TASK REQUIREMENTS: Copy out, word for word, everything in the passage on Harry B. Gray below from "In 2004, Prof." down to "the atomic level.".

EXTRACT TO READ:

------------------------------

Summary: The sun is a boundless source of clean energy, but it goes down every night. We and many others are trying to design solar-driven molecular machines that could be used on a global scale to store solar energy by splitting water into its elemental components, hydrogen and oxygen. Hydrogen is a clean fuel that could be used directly or combined with carbon dioxide to produce methanol, a liquid fuel. We are working on rugged light absorbers and catalysts made from Earth abundant materials that have the potential to split water as efficiently as natural photosynthesis. We have recruited hundreds of students to join a Solar Army whose mission is the discovery of brand new metal-oxide catalysts for solar water splitters.
Harry B. Gray, Ph.D.
Harry Gray received his B.S. in Chemistry from Western Kentucky University in 1957. He began his work in inorganic chemistry at Northwestern University, where he earned his Ph.D. in 1960 working under Fred Basolo and Ralph Pearson. He spent a year (1960–61) as an NSF Postdoctoral Fellow at the University of Copenhagen, where, along with Dr. Walter A. Manch, he collaborated with Carl J. Ballhausen on studies of the electronic structures of metal complexes. After completing his NSF Postdoctoral Fellow at the University of Copenhagen, he went to New York to take up a faculty appointment at Columbia University. He became an Assistant Professor from 1961 to 1963, Associate Professor from 1963 to 1965 and Professor from 1965 to 1966. In 1966, Prof. Gray moved to the California Institute of Technology, where he is the Arnold O. Beckman Professor of Chemistry and Founding Director of the Beckman Institute.
In 2004, Prof. Gray won the Wolf Prize in Chemistry for "pioneering work in bioinorganic chemistry, unraveling novel principles of structure and long-range electron transfer in proteins." Prof. Gray has made seminal contributions to the understanding of chemical bonding of metal complexes, mechanisms of inorganic reactions, spectroscopy and magneto-chemistry of inorganic compounds. His study of the first trigonal prismatic complexes is one such example. His most significant work lies at the interface between chemistry and biology. As a pioneer of the important and thriving field of bioinorganic chemistry, he has made many key contributions, the most important of which is the development of fundamental understanding of electron transfer in biological systems, at the atomic level.

------------------------------

PROVIDED MATERIAL:
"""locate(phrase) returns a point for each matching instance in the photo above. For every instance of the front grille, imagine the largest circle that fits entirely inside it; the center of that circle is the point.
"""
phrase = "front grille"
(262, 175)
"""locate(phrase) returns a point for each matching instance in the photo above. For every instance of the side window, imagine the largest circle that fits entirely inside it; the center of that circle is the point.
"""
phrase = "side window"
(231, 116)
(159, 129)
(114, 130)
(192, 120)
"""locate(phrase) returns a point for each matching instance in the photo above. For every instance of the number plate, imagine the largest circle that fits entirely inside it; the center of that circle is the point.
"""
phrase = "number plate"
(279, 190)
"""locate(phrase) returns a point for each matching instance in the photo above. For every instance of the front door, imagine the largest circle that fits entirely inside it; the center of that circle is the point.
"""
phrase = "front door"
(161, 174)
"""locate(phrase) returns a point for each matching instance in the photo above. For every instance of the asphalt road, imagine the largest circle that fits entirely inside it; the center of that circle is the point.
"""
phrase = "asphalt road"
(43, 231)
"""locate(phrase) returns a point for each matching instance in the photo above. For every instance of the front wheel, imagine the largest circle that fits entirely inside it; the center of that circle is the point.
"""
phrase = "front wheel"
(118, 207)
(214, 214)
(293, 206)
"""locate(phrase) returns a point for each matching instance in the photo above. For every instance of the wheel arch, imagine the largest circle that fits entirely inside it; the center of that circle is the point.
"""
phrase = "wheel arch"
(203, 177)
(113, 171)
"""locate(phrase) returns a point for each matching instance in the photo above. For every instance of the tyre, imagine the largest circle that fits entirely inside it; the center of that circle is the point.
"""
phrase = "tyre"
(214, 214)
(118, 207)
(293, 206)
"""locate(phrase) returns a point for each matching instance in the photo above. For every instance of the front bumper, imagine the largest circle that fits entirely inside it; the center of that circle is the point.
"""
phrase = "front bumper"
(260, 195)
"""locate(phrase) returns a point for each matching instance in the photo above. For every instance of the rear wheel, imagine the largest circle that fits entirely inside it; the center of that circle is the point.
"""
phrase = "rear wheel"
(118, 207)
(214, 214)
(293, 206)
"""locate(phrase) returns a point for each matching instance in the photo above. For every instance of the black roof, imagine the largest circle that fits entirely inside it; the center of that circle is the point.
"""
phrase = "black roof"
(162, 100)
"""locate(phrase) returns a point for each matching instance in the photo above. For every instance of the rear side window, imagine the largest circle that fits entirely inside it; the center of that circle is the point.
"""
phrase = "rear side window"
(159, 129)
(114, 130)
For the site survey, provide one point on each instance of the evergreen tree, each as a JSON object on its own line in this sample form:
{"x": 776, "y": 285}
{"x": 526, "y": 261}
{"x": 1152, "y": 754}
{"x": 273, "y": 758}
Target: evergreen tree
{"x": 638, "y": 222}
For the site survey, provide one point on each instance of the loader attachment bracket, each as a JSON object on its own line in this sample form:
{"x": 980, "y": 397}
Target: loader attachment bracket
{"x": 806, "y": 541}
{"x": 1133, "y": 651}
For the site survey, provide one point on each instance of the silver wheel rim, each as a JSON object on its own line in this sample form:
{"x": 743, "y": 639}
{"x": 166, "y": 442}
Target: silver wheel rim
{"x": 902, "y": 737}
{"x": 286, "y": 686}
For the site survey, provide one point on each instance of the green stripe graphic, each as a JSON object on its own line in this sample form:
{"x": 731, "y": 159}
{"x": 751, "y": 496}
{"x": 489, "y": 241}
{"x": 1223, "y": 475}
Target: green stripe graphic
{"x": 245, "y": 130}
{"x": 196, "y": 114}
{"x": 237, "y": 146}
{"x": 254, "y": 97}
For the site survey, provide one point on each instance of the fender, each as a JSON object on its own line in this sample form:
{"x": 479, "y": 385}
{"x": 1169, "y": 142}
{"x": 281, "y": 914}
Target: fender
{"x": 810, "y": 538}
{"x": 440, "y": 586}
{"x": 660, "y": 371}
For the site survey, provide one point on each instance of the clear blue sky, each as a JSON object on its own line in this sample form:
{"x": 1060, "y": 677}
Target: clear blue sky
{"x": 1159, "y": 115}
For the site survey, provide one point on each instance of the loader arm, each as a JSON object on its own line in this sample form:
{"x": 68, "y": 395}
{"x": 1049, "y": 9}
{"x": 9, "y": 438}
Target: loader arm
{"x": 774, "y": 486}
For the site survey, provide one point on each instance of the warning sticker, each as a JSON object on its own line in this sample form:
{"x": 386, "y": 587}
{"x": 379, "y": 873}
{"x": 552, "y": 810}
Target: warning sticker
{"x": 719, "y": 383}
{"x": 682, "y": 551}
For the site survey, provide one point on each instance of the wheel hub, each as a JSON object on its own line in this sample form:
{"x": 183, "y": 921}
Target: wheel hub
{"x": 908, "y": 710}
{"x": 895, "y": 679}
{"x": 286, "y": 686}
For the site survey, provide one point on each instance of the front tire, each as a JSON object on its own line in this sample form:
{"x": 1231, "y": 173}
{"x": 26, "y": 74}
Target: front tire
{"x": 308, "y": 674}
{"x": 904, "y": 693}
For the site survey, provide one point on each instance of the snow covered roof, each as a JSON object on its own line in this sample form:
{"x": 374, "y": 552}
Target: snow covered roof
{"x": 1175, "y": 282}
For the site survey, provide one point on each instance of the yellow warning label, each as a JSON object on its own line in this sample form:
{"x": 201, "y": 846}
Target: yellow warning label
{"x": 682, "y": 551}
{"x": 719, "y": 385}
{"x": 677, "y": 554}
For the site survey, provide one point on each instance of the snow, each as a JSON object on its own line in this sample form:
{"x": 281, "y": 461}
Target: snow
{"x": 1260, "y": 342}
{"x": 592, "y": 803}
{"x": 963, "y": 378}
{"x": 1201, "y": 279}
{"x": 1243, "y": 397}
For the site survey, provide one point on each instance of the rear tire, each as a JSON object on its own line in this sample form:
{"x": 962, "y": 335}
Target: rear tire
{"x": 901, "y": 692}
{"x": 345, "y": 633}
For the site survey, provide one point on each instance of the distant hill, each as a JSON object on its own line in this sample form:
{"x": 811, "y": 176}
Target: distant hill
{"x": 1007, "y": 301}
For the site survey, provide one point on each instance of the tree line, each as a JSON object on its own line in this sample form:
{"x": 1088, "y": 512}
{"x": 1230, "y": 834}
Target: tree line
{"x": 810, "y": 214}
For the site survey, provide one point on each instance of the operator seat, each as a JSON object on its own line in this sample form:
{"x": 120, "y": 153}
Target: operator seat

------------------------------

EXERCISE ANSWER:
In 2004, Prof. Gray won the Wolf Prize in Chemistry for "pioneering work in bioinorganic chemistry, unraveling novel principles of structure and long-range electron transfer in proteins." Prof. Gray has made seminal contributions to the understanding of chemical bonding of metal complexes, mechanisms of inorganic reactions, spectroscopy and magneto-chemistry of inorganic compounds. His study of the first trigonal prismatic complexes is one such example. His most significant work lies at the interface between chemistry and biology. As a pioneer of the important and thriving field of bioinorganic chemistry, he has made many key contributions, the most important of which is the development of fundamental understanding of electron transfer in biological systems, at the atomic level.